Alıntılanan bölüm:
┏━━

Zülfü Livaneli, Osmanlı tarihinin en tartışmalı dönemlerinden birine ve o dönemin başkahramanı olan II. Abdülhamid’e dair epik bir anlatımla sunduğu ‘Kaplanın Sırtında’ adlı yeni kitabını T24 yazarı Murat Sabuncu’ya anlattı.
Zaman zaman siyasette de gündeme gelen ‘Abdülhamid ve İttihatçılar’ tartışmalarının günümüz Türkiye’sine bir faydasının olmadığının dile getiren Livaneli, II. Abdülhamid’in yaşam tarzını anlatırken şu bilgileri verdi:
“Abdülhamid’in zevkleri, eğitimi, gönlü Avrupalı. Enteresan bir şekilde Avrupalılaşmaya çalışan kendi kişisel hayatında Avrupalı olan bir insan. Halife olarak hilafeti bir silah olarak kullanmaya çalışıyor. Yani siyaseti İslami ama şahsiyeti Avrupai. Ama Tayyip Beyin öyle değil. Tayyip Beyin şahsiyeti Arap kültürü içinde yaşanılmasını istiyor. Abdülhamid’in öyle bir derdi yok.”

┗━━

Çalışma yönergeleri:
(1) Livaneli'nin yeni kitabına dair metinden "Zülfü Livaneli, Osmanlı" ifadesiyle başlayıp "Murat Sabuncu’ya anlattı." ifadesiyle biten kısmı aynen alıntılayın.
(2) Girdilerde "black" kelimesinin geçtiği her satırı ayıklayın. Büyük-küçük harf ayrımı dikkate alınmalıdır.

Sağlanan girdiler:
┏━━

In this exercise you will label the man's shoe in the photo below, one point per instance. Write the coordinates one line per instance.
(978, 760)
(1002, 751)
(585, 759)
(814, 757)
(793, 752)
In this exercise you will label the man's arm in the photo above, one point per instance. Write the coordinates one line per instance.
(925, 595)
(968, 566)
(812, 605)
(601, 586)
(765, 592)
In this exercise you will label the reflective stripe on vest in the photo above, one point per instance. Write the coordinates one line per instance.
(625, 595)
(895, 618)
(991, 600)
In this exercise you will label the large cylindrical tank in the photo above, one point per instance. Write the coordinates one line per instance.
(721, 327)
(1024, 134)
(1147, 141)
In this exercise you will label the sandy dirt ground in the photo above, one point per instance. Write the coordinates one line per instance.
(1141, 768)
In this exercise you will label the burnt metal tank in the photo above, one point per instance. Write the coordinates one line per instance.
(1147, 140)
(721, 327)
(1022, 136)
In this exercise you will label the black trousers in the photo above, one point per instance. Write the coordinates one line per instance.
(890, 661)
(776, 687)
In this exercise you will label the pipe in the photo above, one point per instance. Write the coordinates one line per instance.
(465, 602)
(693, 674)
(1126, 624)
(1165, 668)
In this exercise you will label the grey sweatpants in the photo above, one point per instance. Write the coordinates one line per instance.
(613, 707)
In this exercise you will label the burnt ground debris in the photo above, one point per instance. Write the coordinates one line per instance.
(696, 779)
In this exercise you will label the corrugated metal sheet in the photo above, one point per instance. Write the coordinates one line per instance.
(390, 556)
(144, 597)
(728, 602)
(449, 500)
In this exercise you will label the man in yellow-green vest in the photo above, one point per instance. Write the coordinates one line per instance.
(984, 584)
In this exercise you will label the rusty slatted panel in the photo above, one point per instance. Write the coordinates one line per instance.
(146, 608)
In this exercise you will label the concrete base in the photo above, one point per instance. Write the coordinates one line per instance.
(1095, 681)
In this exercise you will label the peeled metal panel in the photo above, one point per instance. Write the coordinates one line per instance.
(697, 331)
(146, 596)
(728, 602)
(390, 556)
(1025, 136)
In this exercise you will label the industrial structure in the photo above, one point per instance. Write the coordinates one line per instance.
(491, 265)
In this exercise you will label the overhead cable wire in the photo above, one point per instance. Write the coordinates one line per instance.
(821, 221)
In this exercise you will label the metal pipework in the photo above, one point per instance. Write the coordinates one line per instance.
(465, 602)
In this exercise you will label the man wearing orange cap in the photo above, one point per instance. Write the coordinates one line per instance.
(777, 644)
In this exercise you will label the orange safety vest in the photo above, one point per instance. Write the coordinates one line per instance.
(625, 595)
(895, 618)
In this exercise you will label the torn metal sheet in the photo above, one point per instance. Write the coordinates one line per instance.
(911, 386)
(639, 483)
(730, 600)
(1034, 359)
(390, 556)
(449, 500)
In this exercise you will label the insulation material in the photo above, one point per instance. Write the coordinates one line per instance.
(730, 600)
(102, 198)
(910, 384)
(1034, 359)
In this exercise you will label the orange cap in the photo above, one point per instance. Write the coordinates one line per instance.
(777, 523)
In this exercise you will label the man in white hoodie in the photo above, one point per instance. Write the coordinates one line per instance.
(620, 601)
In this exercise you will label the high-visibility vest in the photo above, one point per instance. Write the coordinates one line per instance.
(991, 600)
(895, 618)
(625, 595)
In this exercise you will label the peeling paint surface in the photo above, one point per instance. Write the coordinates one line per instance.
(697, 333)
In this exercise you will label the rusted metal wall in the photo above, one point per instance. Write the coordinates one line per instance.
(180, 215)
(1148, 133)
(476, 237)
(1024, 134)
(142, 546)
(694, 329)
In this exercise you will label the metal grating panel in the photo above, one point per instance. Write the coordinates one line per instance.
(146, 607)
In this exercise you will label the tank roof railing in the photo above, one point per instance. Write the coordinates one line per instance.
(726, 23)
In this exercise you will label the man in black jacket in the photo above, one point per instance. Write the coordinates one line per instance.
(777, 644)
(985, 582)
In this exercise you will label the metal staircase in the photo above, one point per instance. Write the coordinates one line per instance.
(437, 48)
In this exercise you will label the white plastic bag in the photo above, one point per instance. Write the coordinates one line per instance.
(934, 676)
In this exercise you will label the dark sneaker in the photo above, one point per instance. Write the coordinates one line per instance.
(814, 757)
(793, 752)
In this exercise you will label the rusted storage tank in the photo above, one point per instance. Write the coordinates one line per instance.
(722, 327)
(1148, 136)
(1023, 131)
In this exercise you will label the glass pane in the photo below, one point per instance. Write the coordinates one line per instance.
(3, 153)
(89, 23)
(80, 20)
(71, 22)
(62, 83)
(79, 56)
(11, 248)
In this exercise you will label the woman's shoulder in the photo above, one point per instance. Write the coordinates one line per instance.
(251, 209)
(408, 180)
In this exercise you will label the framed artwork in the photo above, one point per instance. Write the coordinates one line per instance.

┗━━

Verilen yanıtlar:
(1)
Zülfü Livaneli, Osmanlı tarihinin en tartışmalı dönemlerinden birine ve o dönemin başkahramanı olan II. Abdülhamid’e dair epik bir anlatımla sunduğu ‘Kaplanın Sırtında’ adlı yeni kitabını T24 yazarı Murat Sabuncu’ya anlattı.

(2)
In this exercise you will label the black trousers in the photo above, one point per instance. Write the coordinates one line per instance.
In this exercise you will label the man in black jacket in the photo above, one point per instance. Write the coordinates one line per instance.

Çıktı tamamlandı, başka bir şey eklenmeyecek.